TESTO DI RIFERIMENTO »
____

La diocesi di Oria fu separata dalla sede di Brindisi nel 1591, alla quale era stata unita intorno al 1100. Fu Papa Gregorio XIV con Bolla del 10 maggio 1591 che separò le due diocesi e ordinò che Brindisi e Oria avessero ognuna il proprio pastore.

Questo potrebbe essere uno dei motivi per cui, nel 1182, il Papa Lucio III concede il Pallio a favore dell'Arcivescovo di Brindisi Pietro da Guinardo.

Dagli altri atti notarili ricaviamo che il rev. Abbate Antonio Durso (dovrebbe essere D'Urso), Abbate di Santa Anna della Terra di Ceglie concede in affitto a Giovanni Domenico Barletta le Terre di detta Abbazia di Santa Anna consistente in una masseria di terre fattizie macchiose con chiusa, cisterna, arbori di pero e altri membri dentro tutto quello nella detta Abbazia tiene nel territorio di Ceglie in loco detto Paglionico e Manzano li ortali detti di Santa Anna,  San Nicola, giardiniello et altri beni (ASBr., C. Vacca, 25 maggio 1589, cit.).

Alcuni mesi dopo (27 agosto 1589) l'Università (Comune) cegliese e per essa il Sindaco e gli Eletti, firmano con l'Abbate Antonio Durso (sic) un atto di permuta delle case con giardino per la costruzione del nuovo monastero dei PP. Cappoccini (ASBr., C.177-178.inv.III.3.1.I.2).

L'Abbate Antonio D'Urso era il Procuratore che amministrava i beni dell'Abbazia.

Il 4 marzo 1596, il Capitolo affitta a Nardo Salamina di Mesagne, la masseria di detto reverendo Capitolo della Abbazia loco de Santa Anna, la quale possede nel territorio di Ceglie, loco nominato Paglionico, tanto le terre aperte quanto quelle chiuse, casella, pagliara et una cisterniola d'acqua (ASBr. C.Vacca, C.255/tergo-256,inv.III.B.3.1.I.4). Notiamo che il Capitolo è subentrato all'Abbate D'Urso nell'amministrazione dei beni, è da pensare pertanto che quest'ultimo, alla data del 4 marzo 1596, fosse morto.

Il 7 aprile 1604 fu appianata una controversia nata tra il Capitolo di Ceglie e Donato Appruzzesi su alcune differenze sorte sulle terre della masseria Paglionico una volta della Abbazia di Santa Anna, con copia della sentenza della corte di Ceglie (ASBr., Notaio Stefano Matera, C.67/tergo.inv.III.B.3.1.II.7).

Il Capitolo non era capace di amministrare i beni dell'Abbazia di Sant'Anna, tanto che il 23 dicembre 1747 firma un atto con Giovanni Ammazzacorsa di Monopoli per li frutti dell'Abbazia di Sant'Anna con terze decorse e non pagate fin dal 1597 (ASBr., Not. Tommaso Lamarina, CC.451-479,inv.III.B.3.1.X.6).

Il massimo sconvolgimento che la storia ricorda fu la rivoluzione francese. In Italia il movimento rivoluzionario cominciò ben presto. Nel meridione ebbe pieno potere con il decreto n°448 del 7 agosto 1809 a firma di Gioacchino Murat, creato Re di Napoli, nel 1808, da Napoleone. Il decreto citato prevedeva e prescriveva, all'art. 15 la soppressione degli Ordini Religiosi  con "il pretesto che essi avessero ormai fatto il loro tempo" (P.Elia, Gli Ordini Religiosi a Ceglie Messapica, cit., p.85).

____

ESERCIZI PROPOSTI »
a) Nel brano sull'Abbazia di Sant'Anna, quale papa separò la diocesi di Oria da quella di Brindisi, e con una Bolla di quale data?
b) Per ciascuna affermazione, indica se concorda con il brano sull'Abbazia di Sant'Anna e riporta le parole del brano che lo dimostrano.
(i) Nel 1182 Papa Lucio III concede il Pallio all'Arcivescovo di Brindisi Pietro da Guinardo.
(ii) Il 4 marzo 1596 il Capitolo affitta la masseria di Paglionico a Giovanni Domenico Barletta.
(iii) Gioacchino Murat fu fatto Re di Napoli da Napoleone nel 1808.
c) Scrivi il seguito del brano sull'Abbazia di Sant'Anna, partendo dopo la sua ultima frase.
Il materiale qui sotto non serve per questo lavoro.

MATERIALE RACCOLTO »
____

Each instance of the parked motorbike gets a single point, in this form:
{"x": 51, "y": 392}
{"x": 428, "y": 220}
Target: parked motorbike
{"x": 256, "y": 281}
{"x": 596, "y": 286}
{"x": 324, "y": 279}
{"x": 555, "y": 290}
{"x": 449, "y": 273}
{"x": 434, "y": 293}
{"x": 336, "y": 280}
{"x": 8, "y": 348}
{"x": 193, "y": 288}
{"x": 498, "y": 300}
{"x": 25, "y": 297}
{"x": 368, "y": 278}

____

RISPOSTE FORNITE »
a) Papa Gregorio XIV, con la Bolla del 10 maggio 1591.

b)
(i) Sì: "nel 1182, il Papa Lucio III concede il Pallio a favore dell'Arcivescovo di Brindisi Pietro da Guinardo".
(ii) No: "il Capitolo affitta a Nardo Salamina di Mesagne".
(iii) Sì: "Gioacchino Murat, creato Re di Napoli, nel 1808, da Napoleone".

c)
Tutti i beni degli Ordini Religiosi e tra questi anche quelli dell'Abbazia di Sant'Anna furono confiscati sotto gli ordini e la vigilanza degli Intendenti e poi venduti all'asta.

Quando la chiesa di San Rocco fu elevata a Parrocchia (12 gennaio 1853 da Mons. Luigi Margarita, vescovo di Oria, con assenso di Ferdinando II di Borbone, Re delle due Sicilie, nel marzo 1855), e la sua circoscrizione territoriale inglobò anche l'Abbazia della Santa in argomento, la gestione della vecchia Abbazia fu devoluta al parroco del Santo di Montpelier.

Sant'Anna è la protettrice della nostra città.

I cegliesi hanno sempre avuto ed hanno tuttora una particolare devozione per la Santa. Ogni anno, fin dal 1590, per quanto di nostra conoscenza, infatti, si festeggia la ricorrenza con devozione e solennità. E per solennizzare la festività il 26 luglio 1690 quarantuno persone tra soldati e civili sottoscrivono un atto con il quale per ampliare la festa di Santa Anna hanno convenuto che ogni anno uno di loro deve sparare personalmente in detta festa e pagare ciascheduno ogni anno carlini cinque per comprare polvere in detta festa. I contravventori oltre ai carli cinque pagheranno carlini dieci da spenderli per detta festa (ASBr., Notaio T. Lamarina, C.132.inv. III.3.1.VI.23).

Nei pressi della chiesa c'era la cosiddetta "ruota" dove venivano portati ed abbandonati alla loro sorte i bambini meglio conosciuti come "figli di nessuno".  

In occasione della festa, usanza antichissima cegliese vuole che si debba accendere un cero alla Santa.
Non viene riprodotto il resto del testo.